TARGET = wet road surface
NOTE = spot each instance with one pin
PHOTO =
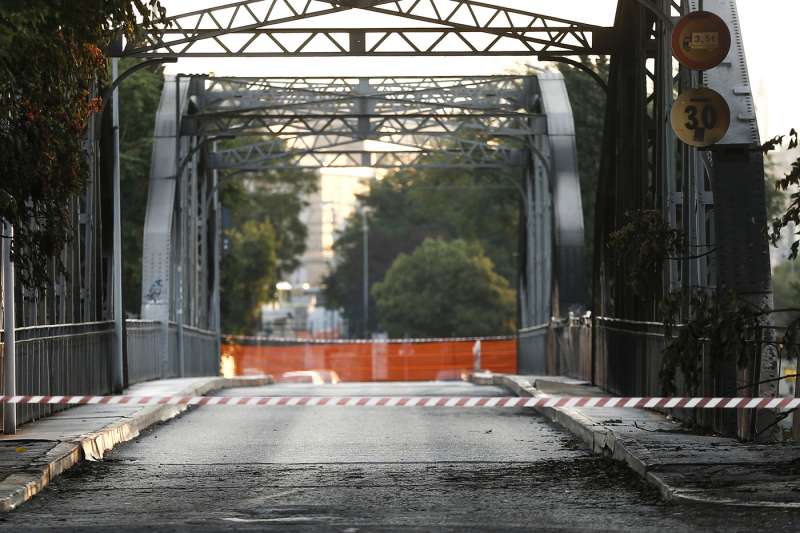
(364, 469)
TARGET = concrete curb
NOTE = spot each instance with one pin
(608, 443)
(21, 487)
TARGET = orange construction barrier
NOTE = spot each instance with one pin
(402, 360)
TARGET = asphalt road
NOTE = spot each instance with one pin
(364, 469)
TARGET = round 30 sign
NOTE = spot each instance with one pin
(700, 117)
(701, 40)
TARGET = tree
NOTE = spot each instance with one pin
(445, 289)
(408, 206)
(249, 273)
(52, 64)
(266, 236)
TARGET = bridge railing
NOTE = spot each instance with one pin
(61, 360)
(200, 352)
(74, 359)
(145, 350)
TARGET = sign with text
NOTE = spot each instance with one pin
(701, 40)
(700, 117)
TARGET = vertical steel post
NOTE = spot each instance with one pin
(9, 323)
(180, 229)
(215, 301)
(117, 371)
(365, 235)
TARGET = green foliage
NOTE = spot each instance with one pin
· · · ·
- SET EXERCISE: Exclude the pictures and repeat every other part of the records word for word.

- FINAL RESULT:
TARGET = wet road surface
NOTE = spot each instance with one pin
PHOTO =
(364, 469)
TARGET = concrete curb
NOTE = spot each instance with one pin
(608, 443)
(21, 487)
TARGET = orange construction barrier
NOTE = spot each instance with one pin
(402, 360)
TARGET = asphalt road
NOTE = spot each instance with one pin
(364, 469)
TARGET = round 30 sign
NOTE = spot each instance with one pin
(700, 117)
(701, 40)
TARGET = tree
NOTE = spot each instance with one pin
(445, 289)
(408, 206)
(249, 273)
(52, 64)
(266, 236)
TARGET = bridge railing
NOTE = spot each instance with one pin
(61, 360)
(200, 352)
(74, 359)
(145, 350)
TARGET = sign with text
NOTE = spot each instance with one pin
(701, 40)
(700, 117)
TARGET = vertical steel post
NOTE = spot each instance with one pin
(9, 323)
(180, 229)
(215, 301)
(117, 371)
(365, 235)
TARGET = green foliage
NOTE = spot each instance with one pin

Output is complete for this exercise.